# Set problem
Lay out every line of the listing below as a Markdown table with two columns, Row and Line. Number the rows in order and leave out blank lines.

>>

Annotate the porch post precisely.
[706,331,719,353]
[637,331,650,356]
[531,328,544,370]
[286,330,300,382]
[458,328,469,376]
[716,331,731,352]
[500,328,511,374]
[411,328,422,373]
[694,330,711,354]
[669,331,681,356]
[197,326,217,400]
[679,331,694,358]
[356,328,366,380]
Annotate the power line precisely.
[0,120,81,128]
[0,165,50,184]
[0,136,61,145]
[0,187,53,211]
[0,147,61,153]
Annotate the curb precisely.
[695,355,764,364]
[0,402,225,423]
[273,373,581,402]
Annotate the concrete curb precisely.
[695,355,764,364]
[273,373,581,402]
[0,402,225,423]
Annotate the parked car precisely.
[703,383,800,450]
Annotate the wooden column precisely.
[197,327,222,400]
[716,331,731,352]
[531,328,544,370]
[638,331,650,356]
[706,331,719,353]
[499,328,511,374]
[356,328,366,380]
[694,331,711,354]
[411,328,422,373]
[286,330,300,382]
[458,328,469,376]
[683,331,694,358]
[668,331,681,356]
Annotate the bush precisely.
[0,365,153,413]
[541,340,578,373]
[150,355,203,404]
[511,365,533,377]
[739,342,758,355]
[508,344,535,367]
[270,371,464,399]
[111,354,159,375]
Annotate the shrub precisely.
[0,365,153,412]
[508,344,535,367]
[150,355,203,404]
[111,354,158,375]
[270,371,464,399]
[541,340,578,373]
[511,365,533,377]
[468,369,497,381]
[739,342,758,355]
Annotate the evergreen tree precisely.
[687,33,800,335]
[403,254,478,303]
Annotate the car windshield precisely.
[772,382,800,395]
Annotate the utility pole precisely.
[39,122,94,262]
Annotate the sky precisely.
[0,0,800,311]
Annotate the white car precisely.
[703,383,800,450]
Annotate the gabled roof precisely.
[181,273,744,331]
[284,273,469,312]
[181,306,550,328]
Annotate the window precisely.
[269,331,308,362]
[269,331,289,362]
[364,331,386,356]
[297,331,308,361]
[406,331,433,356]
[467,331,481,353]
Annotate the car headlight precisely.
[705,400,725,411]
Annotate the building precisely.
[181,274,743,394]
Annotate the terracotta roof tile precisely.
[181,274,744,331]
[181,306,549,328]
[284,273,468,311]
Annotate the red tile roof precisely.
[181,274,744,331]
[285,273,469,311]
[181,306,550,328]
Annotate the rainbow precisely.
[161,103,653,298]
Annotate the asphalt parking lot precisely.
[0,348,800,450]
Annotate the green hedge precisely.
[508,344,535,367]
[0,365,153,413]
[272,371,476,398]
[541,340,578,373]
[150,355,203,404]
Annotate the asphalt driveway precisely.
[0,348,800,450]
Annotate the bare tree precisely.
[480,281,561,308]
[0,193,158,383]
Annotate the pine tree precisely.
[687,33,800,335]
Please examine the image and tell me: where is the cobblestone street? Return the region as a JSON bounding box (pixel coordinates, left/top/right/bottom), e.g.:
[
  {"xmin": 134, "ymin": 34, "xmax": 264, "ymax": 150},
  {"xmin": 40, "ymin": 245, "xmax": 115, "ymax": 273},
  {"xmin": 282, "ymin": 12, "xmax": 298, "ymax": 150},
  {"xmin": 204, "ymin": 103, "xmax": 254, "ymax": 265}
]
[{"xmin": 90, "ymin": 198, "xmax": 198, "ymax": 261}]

<<

# Answer to the problem
| Row | Line |
|---|---|
| 1 | Annotate the porch post precisely. |
| 2 | [706,331,719,353] |
| 3 | [637,331,650,356] |
| 4 | [531,328,544,370] |
| 5 | [286,330,300,382] |
| 6 | [458,328,469,376] |
| 7 | [716,331,731,352] |
| 8 | [500,328,511,374] |
| 9 | [411,328,422,373] |
| 10 | [694,330,711,354] |
| 11 | [669,331,681,356] |
| 12 | [197,326,217,400] |
| 13 | [679,331,694,358] |
| 14 | [356,328,366,380] |
| 15 | Annotate the power line precisely. |
| 16 | [0,120,81,128] |
| 17 | [0,165,50,184] |
| 18 | [0,136,61,145] |
| 19 | [0,187,53,211] |
| 20 | [0,147,61,153] |
| 21 | Annotate the curb precisely. |
| 22 | [695,355,764,364] |
| 23 | [0,402,225,423] |
| 24 | [273,373,581,402] |
| 25 | Annotate the concrete curb precisely. |
| 26 | [695,355,764,364] |
| 27 | [273,373,581,402] |
| 28 | [0,402,225,423] |
| 29 | Annotate the parked car precisely. |
| 30 | [703,383,800,450] |
| 31 | Annotate the wooden column precisely. |
| 32 | [197,327,222,400] |
| 33 | [716,331,731,352] |
| 34 | [531,328,544,370] |
| 35 | [638,331,650,356] |
| 36 | [706,331,719,353] |
| 37 | [499,328,511,374] |
| 38 | [356,328,366,380] |
| 39 | [694,331,711,354] |
| 40 | [411,328,422,373] |
| 41 | [286,330,300,382] |
| 42 | [458,328,469,376] |
| 43 | [683,331,694,358] |
| 44 | [668,331,681,356] |
| 45 | Annotate the bush precisely. |
| 46 | [0,365,153,413] |
| 47 | [541,340,578,373] |
| 48 | [150,355,203,404] |
| 49 | [511,365,533,377] |
| 50 | [739,342,758,355] |
| 51 | [508,344,535,367] |
| 52 | [270,371,464,399] |
| 53 | [111,354,159,375] |
| 54 | Annotate the shrub precisely. |
| 55 | [0,365,153,412] |
| 56 | [508,344,535,367] |
| 57 | [150,355,203,404] |
| 58 | [111,354,158,375] |
| 59 | [270,371,464,399] |
| 60 | [541,340,578,373] |
| 61 | [511,365,533,377] |
| 62 | [468,369,497,381] |
| 63 | [739,342,758,355] |
| 64 | Annotate the evergreen tree precisely. |
| 65 | [687,33,800,335] |
| 66 | [403,254,478,303] |
| 67 | Annotate the car windshield precisely. |
| 68 | [772,382,800,395] |
| 69 | Annotate the utility pole precisely. |
| 70 | [39,122,94,262] |
| 71 | Annotate the sky precisely. |
| 72 | [0,0,800,311] |
| 73 | Annotate the white car precisely. |
| 74 | [703,383,800,450] |
| 75 | Annotate the gabled roof precisely. |
| 76 | [181,273,744,331] |
| 77 | [284,273,469,312] |
| 78 | [181,306,550,328] |
| 79 | Annotate the window precisely. |
| 80 | [269,331,308,362] |
| 81 | [269,331,289,362] |
| 82 | [364,331,386,356] |
| 83 | [297,331,308,361] |
| 84 | [406,331,433,356] |
| 85 | [467,331,481,353] |
| 86 | Annotate the car headlight precisely. |
| 87 | [705,400,725,411] |
| 88 | Annotate the building precisely. |
| 89 | [181,274,743,394] |
| 90 | Annotate the terracotta roof tile precisely. |
| 91 | [181,274,744,331] |
| 92 | [181,306,549,328] |
| 93 | [284,273,468,311] |
| 94 | Annotate the red tile roof precisely. |
| 95 | [181,274,744,331] |
| 96 | [285,273,469,311] |
| 97 | [181,306,550,328] |
| 98 | Annotate the rainbow precisely. |
| 99 | [161,103,653,298] |
| 100 | Annotate the asphalt parking lot precisely. |
| 101 | [0,348,800,450] |
| 102 | Annotate the green hedge precisely. |
| 103 | [508,344,535,367] |
| 104 | [0,365,153,413] |
| 105 | [272,371,476,398] |
| 106 | [541,340,578,373] |
| 107 | [150,355,203,404] |
| 108 | Annotate the asphalt driveway precisely. |
| 109 | [0,348,800,450] |
| 110 | Annotate the bare tree precisely. |
| 111 | [480,281,561,308] |
| 112 | [0,193,158,383] |
| 113 | Annotate the pine tree precisely. |
| 114 | [687,33,800,335] |
| 115 | Please examine the image and tell me: where is the cobblestone street? Return the region as a JSON bounding box (pixel coordinates, left/top/right/bottom), e.g.: |
| 116 | [ |
| 117 |   {"xmin": 134, "ymin": 34, "xmax": 264, "ymax": 150}, |
| 118 |   {"xmin": 40, "ymin": 245, "xmax": 115, "ymax": 273}, |
| 119 |   {"xmin": 282, "ymin": 12, "xmax": 298, "ymax": 150}, |
| 120 |   {"xmin": 204, "ymin": 103, "xmax": 254, "ymax": 265} |
| 121 | ] |
| 122 | [{"xmin": 90, "ymin": 198, "xmax": 198, "ymax": 261}] |